> What you are asked to do
Condense the paragraph of the atrophic scars article that begins "These are atrophic scars" into a bulleted list that keeps its main facts.

━━━ Source text ━━━

These are atrophic scars. They occur when you lose skin tissue and your body can’t regenerate it, so you’re left with a depression. They often stem from a bad case of acne or chicken pox— or having an abnormal mole removed. ERASE THEM Getting rid of these dents depends on the atrophic mark you have. Ice pick scars, which are small, deep, and narrow, are typically treated by cutting them out. “There are vertical bands of scar tissue anchored to the bottom of the scar, connecting it to deeper parts of the skin,” says Dennis Gross, M.D., a dermatologist in New York City. Your doctor will numb the area, cut around and remove the scar, and close the incision with a single stitch. But here’s the catch: This procedure will leave a scar. “You’re trading an ice pick scar for a nice flat scar,” Dr. Gross says. You can also inject the scar with a filler, such as Juvéderm or Belotero Balance. “This will help fill the ‘pit,’ ” says plastic surgeon Sachin M. Shridharani, M.D., founder of Luxurgery in New York City. “But the filler will last for only six to 12 months.” Depending on how many scars you have, filler typically starts from RM2,000. Boxcar scars have steep, defined borders and a flat bottom. One treatment is subcision (From RM450 at Premiere Clinic) which involves popping the scarred skin back up with a needle so the area is no longer depressed. This costs around RM600-RM900), depending on the size, and you could have some bruising for about a week.

━━━ Information supplied ━━━

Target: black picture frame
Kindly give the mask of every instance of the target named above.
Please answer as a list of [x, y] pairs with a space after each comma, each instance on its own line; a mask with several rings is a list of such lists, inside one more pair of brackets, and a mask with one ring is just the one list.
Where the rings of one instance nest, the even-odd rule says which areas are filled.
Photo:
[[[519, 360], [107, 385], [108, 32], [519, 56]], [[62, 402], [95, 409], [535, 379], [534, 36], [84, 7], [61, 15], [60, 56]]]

━━━

> Task result
- Atrophic scars form when lost skin tissue cannot be regenerated, leaving a depression. Common causes include severe acne, chicken pox, and the removal of an abnormal mole.
- Treatment depends on the type of atrophic scar.
- Ice pick scars are small, deep, and narrow, and are typically cut out. The area is numbed, the scar is removed, and the incision is closed with a single stitch. Dermatologist Dennis Gross, M.D., notes that this trades the ice pick scar for a flat scar.
- Fillers such as Juvéderm or Belotero Balance can fill the pit. Plastic surgeon Sachin M. Shridharani, M.D., notes that they last only six to 12 months. Filler typically starts from RM2,000, depending on the number of scars.
- Boxcar scars have steep, defined borders and a flat bottom. They can be treated with subcision, in which a needle pops the scarred skin back up. Bruising may last about a week.